> [TEXTO]
_ _ _

J. Herculano Pires
Se os espíritas soubessem o que é o Centro Espírita, quais são realmente
as suas funções e a sua significação, o Espiritismo seria hoje o mais
importante movimento cultural e espiritual da Terra.
Temos no Brasil – e isso é um
consenso universal – o maior, mais ativo e produtivo movimento espírita do
planeta. A expansão do Espiritismo em nossa terra é incessante e prossegue em
ritmo acelerado. Mas o que fazemos, em todo este vasto continente espírita, é
um imenso esforço de igrejificar o Espiritismo, de emparelhá-lo com as
religiões decadentes e ultrapassadas, formando por toda parte núcleos místicos
e, portanto fanáticos, desligados da realidade imediata. Dizia o Dr. Souza
Ribeiro, de Campinas, nos últimos tempos de sua vida de lutas espíritas:
"Não compareço a reuniões de espíritas rezadores”! E tinha razão, porque
nessas reuniões ele só encontrava turba dos pedintes, suplicando ao Céu ajuda.

_ _ _

> [LINHAS DE DADOS]
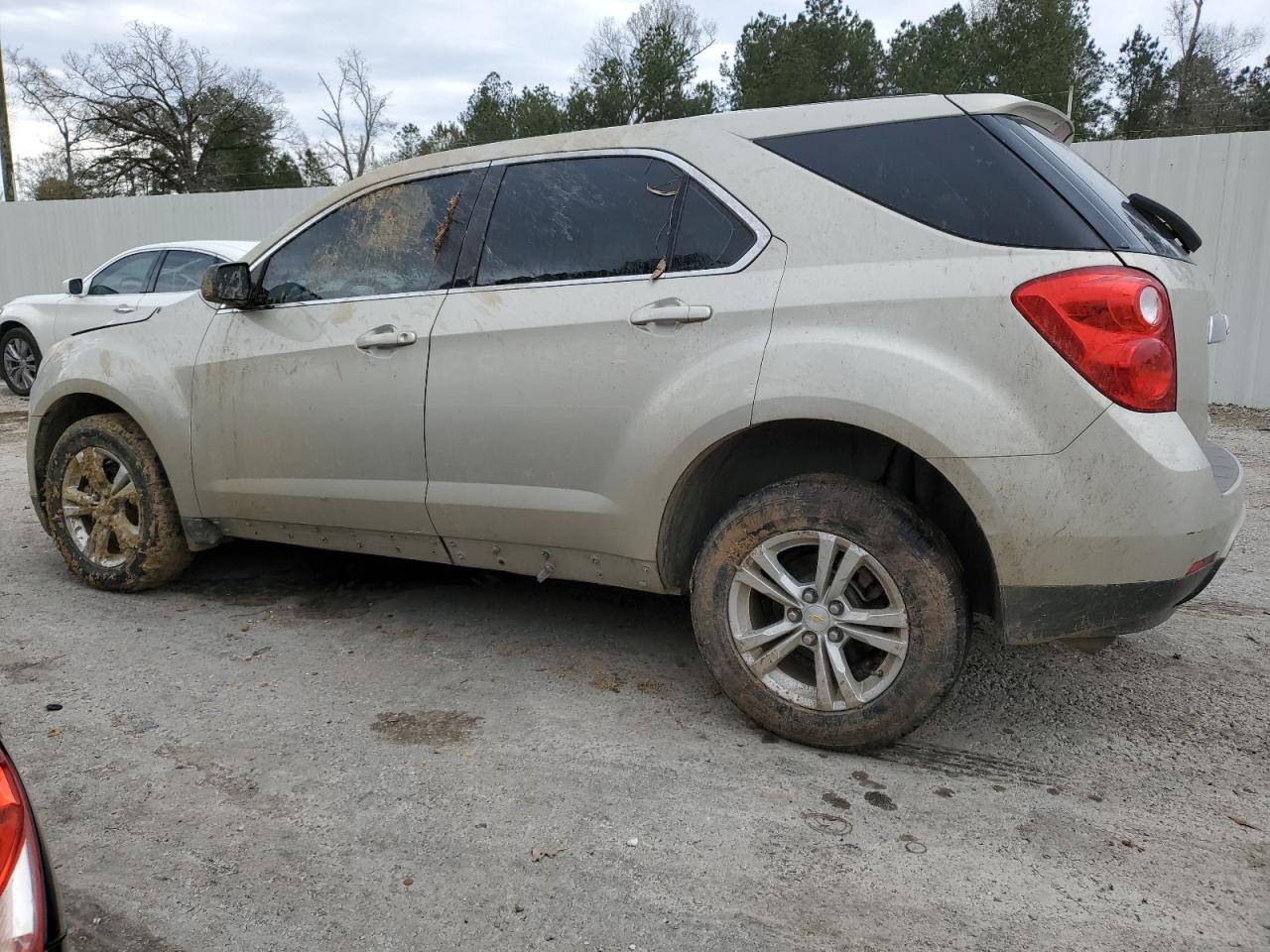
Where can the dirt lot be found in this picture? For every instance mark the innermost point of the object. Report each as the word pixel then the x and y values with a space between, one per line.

_ _ _

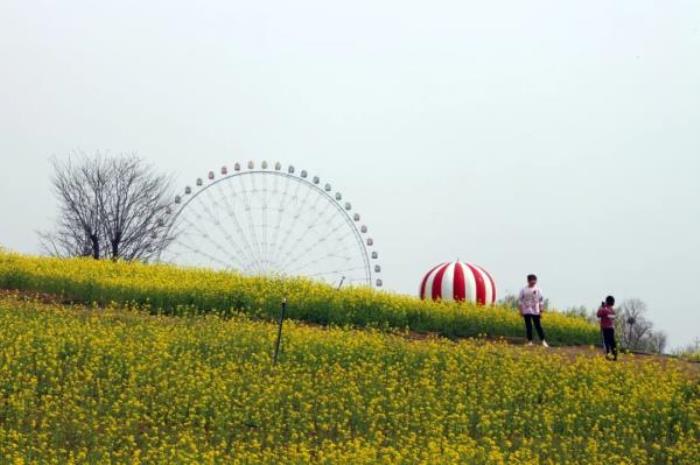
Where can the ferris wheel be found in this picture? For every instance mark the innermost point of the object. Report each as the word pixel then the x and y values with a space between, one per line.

_ _ _

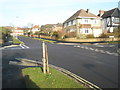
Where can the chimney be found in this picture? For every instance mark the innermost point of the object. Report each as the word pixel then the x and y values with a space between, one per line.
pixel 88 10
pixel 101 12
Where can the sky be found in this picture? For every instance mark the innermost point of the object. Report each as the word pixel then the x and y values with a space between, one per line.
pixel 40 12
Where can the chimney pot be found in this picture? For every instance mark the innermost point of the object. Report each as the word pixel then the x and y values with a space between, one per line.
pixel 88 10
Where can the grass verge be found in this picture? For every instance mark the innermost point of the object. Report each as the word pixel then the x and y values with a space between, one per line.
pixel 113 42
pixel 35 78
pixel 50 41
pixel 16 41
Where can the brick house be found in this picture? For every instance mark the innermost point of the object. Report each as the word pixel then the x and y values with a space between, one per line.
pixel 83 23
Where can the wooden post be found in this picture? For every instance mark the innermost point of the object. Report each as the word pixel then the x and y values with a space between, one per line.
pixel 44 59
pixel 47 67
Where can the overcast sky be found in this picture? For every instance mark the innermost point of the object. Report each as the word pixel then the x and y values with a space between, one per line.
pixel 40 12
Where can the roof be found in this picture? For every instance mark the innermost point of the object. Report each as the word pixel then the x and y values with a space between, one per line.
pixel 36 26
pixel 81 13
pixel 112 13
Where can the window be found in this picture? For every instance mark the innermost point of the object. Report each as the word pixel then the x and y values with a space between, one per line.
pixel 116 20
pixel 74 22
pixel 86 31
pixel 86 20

_ _ _

> [PEDIDO] Continue o texto sobre o Centro Espírita, começando logo depois da última frase.

> [RESULTADO DO EXERCÍCIO]
Ninguém estava ali para aprender
a Doutrina, para romper a malha de teia de aranha do igrejismo piedoso e
choramingas. A domesticação católica e protestante criara em nossa gente uma
mentalidade de rebanho. O Centro Espírita tornou-se uma espécie de sacristia
leiga em que padres e madres ignorantes indicavam aos pedintes o caminho do
Céu. A caridade esmoler, fácil e barata, substituiu as gordas e faustosas
doações à Igreja. Deus barateara a entrada do Céu, e até mesmo os intelectuais
que se aproximam do Espiritismo e que tem o senso crítico, se transformam em
penitentes. Associações espíritas, promissoramente organizadas, logo se
transformam em grupos de rezadores pedinchões. O carimbo da igreja marcou fundo
a nossa mentalidade em penúria. Mais do que subnutrição do povo, com seu
cortejo trágico de endemias devastadoras, o igrejismo salvacionista depauperou
a inteligência popular, com seu cortejo de carreirismo político – religioso,
idolatria mediúnica, misticismo larvar - o que é pior, aparecimento de uma
classe dirigente de supostos missionários e mestres farisaicos, estufados de
vaidade e arrogância. São os guardiões dos apriscos do templo, instruídos para
rejeitar os animais sacrificiais impuros, exigindo dos beatos a compra de
oferendas puras nos apriscos sacerdotais. Essa tendência mística popular,
carregada de superstições seculares, favorece a proliferação de pregadores
santificados, padres vieiras sem estalo, tribunos de voz empostada e
gesticulação ensaiada. Toda essa carga morta esmaga o nosso movimento
doutrinário e abre as suas portas para a infestação do sincretismo religioso
afro-brasileiro, em que os deuses ingênuos da selva africana e das nossas
selvas superam e absorvem o antigo e cansado deus cristão.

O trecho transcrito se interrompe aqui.